▶ _Quoted passage_:
Thursday, February 12, 2026

Fat Cat


Before we recommence building our tiny flat-cat, a look at the world's biggest and fastest ferry, which is destined to go back and forth across the River Plate in as little as eight feet of water but to do so carrying thousands of passengers and hundreds of cars off the back of 24,000 HP of electrical motors driving eight jet-pumps.

What destroyed the cross-Channel hovercraft in the UK was the above: aluminium wave-piercing catamaran hulls that could travel not much slower, but carry rather more and at much less cost. It was pioneered ~ and still run ~ by Robert Clifford from around 1972 on, who was lucky enough to live on an island (Tasmania) whose connection with the Australian mainland was severed by a bridge collapse: following which he transported nine million passengers in his earlier and more rudimentary craft by way of proof-of-concept.

It looks like a trimaran, incidentally, but isn't... the centre-hull is an effort to reduce the wave-slamming that cats can be prone to and which is not the most comfortable for passengers.

The takeaway for ourselves are the facts that for many applications you cannot beat a cat, and for an increasing number you cannot beat electrical motive power either.

The latter too in this case is provided by a Finnish company that specialises in such drive-trains. The Finns, who live in a cold and inhospitable part of Northern Europe and have among he highest living costs in the world, nonetheless produce all sorts of weird shit. I move containers around a lot, and to pick them off semi-trailers and drop them elsewhere requires a whole lot of mobile crane or 'heavy-lifter'. And who makes them, as per the above, almost exclusively?

Finns. Who like Tasmanians rather put us to shame. You could say the US is expert at shuffling electrons (via the 'net), the likes of these people are experts at moving molecules (via hulls and cranes) whilst the Brits excel at moving things via chemical connections in the brain: music, media, medicine, law, and AI. And sport, principally the watching of.

It's why our economy survives ~ just ~ long after we stopped making things.

▶ _What you will do_:
Turn the paragraph of the ferry post that begins "Before we recommence" into a short bulleted list that keeps its main facts. The data that comes next has nothing to do with the text above.

▶ _Provided material_:
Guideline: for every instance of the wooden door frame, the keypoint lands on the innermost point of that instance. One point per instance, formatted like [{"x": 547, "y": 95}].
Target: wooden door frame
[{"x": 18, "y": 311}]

▶ _Result of this task_:
- The ferry is the world's biggest and fastest.
- It will cross back and forth over the River Plate.
- It can run in as little as eight feet of water.
- It will carry thousands of passengers and hundreds of cars.
- It is driven by eight jet-pumps powered by 24,000 HP of electric motors.